There's been a lot of poll-splaining in the past few days. And there are many reasons (both general and specific to this election) that the polls might have been so wrong. These include the ever popular confirmation bias, the reduction of landlines among certain demographics, and so on. I'm leery of trusting a lot of this analysis right now (listening too closely to the people who mucked it up so badly doesn't make sense to me). But one particularly interesting suggestion that has some comparative data to back it up is that people seemed to respond differently to robo-polling than human polling. That maybe a bunch of people felt differently than they were willing to say to another person beforehand. That in the secrecy and privacy of the voting booth, they could do what they really wanted to do. And what they wanted to do was say "fuck you" to the establishment and the government and all the other people who they think are to blame.

3. Ideas are contagious, bad ideas more so.

* Data listing *

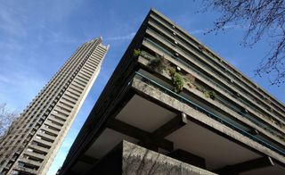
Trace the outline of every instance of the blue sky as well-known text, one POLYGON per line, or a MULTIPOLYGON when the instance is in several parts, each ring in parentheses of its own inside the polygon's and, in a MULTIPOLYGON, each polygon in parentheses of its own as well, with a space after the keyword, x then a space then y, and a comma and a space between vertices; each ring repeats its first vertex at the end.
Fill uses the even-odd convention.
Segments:
POLYGON ((265 55, 266 38, 253 48, 240 46, 244 29, 229 26, 218 35, 203 35, 217 17, 197 13, 197 1, 0 0, 0 102, 22 111, 64 62, 84 42, 102 36, 110 48, 102 71, 54 160, 61 165, 75 137, 140 24, 154 7, 185 29, 272 95, 285 102, 284 86, 270 86, 254 76, 265 55))

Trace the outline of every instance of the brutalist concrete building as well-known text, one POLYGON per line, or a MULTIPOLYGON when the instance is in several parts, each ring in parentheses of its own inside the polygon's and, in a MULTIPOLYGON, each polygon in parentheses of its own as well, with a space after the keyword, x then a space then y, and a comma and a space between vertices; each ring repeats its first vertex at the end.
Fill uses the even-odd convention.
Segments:
POLYGON ((285 174, 285 106, 151 10, 60 174, 285 174))
POLYGON ((94 84, 109 46, 82 45, 0 142, 0 174, 45 174, 94 84))

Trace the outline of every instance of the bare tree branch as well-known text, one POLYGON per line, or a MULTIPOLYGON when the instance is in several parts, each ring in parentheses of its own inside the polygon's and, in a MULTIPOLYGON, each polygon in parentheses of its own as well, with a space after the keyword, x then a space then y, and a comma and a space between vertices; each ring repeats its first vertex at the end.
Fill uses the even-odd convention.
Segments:
POLYGON ((257 68, 256 75, 267 74, 273 85, 280 86, 285 80, 285 4, 283 0, 203 0, 206 12, 208 9, 221 12, 214 28, 208 32, 224 30, 229 24, 246 28, 243 45, 253 46, 263 37, 269 38, 270 48, 257 68))

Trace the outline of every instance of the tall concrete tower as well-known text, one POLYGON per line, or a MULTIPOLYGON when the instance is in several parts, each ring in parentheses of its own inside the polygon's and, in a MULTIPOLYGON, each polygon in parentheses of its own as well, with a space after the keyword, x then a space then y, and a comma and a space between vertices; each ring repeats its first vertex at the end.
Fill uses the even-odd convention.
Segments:
POLYGON ((94 172, 284 175, 285 105, 151 9, 59 173, 94 172))
POLYGON ((83 44, 0 142, 0 174, 45 174, 99 74, 109 46, 83 44))

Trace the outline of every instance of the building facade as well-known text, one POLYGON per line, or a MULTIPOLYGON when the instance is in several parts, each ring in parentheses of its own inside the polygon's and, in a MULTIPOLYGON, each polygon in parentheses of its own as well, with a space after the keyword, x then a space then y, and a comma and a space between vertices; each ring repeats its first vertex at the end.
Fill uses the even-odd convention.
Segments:
POLYGON ((0 143, 0 174, 45 174, 109 48, 83 44, 12 123, 0 143))
POLYGON ((285 106, 152 9, 60 174, 284 174, 285 106))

* Problem to solve *
Please explain, in one to three sentences, why the writer of the passage on election polling is wary of trusting much of the current analysis.

* Task result *
The writer is wary because that analysis comes from the same people who got the polls so badly wrong. Listening too closely to them doesn't make sense to the writer.